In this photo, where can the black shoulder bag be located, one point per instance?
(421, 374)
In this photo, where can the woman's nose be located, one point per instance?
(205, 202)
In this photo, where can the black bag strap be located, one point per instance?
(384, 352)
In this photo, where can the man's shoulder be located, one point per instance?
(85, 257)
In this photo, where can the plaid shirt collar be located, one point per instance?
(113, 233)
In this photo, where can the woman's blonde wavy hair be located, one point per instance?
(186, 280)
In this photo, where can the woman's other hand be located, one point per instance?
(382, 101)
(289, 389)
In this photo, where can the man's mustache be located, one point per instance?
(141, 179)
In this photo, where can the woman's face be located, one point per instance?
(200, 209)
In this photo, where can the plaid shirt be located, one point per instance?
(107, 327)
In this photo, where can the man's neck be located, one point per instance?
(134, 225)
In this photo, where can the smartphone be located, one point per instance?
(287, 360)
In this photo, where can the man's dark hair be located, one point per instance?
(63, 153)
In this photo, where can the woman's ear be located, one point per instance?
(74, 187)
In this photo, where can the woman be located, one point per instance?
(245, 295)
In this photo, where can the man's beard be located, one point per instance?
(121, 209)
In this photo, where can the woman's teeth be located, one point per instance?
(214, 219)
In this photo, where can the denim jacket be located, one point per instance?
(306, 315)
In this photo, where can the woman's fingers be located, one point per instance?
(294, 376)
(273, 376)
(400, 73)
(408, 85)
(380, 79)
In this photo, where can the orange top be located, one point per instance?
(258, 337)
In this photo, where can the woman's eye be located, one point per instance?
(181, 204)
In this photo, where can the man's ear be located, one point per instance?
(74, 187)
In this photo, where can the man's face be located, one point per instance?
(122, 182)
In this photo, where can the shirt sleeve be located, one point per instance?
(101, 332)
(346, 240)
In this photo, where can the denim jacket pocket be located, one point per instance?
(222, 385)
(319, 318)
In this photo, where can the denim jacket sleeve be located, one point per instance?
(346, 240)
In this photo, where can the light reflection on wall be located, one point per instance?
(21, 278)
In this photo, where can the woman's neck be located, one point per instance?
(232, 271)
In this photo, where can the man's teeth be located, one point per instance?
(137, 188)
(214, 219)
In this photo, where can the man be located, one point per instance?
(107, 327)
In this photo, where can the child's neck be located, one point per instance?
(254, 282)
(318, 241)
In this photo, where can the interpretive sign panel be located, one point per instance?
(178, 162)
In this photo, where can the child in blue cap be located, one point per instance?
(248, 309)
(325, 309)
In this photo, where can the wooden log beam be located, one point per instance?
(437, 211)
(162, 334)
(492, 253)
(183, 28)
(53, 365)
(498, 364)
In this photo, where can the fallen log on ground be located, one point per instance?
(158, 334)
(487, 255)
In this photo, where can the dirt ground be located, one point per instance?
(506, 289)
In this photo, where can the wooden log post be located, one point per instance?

○ ○ ○ ○

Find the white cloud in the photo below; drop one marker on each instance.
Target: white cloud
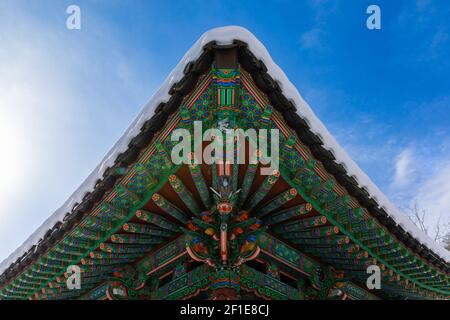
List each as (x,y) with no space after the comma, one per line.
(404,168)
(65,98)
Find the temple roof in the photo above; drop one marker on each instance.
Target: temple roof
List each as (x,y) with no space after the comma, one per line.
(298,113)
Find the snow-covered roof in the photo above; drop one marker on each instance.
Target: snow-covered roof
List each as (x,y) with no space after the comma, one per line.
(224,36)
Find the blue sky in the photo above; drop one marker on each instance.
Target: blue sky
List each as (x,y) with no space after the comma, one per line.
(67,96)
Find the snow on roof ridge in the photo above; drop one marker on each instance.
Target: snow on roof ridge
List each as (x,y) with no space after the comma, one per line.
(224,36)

○ ○ ○ ○

Looking at the listing above, tally the lines containing "ridge" and give only that tally.

▶ [Output for this exercise]: 2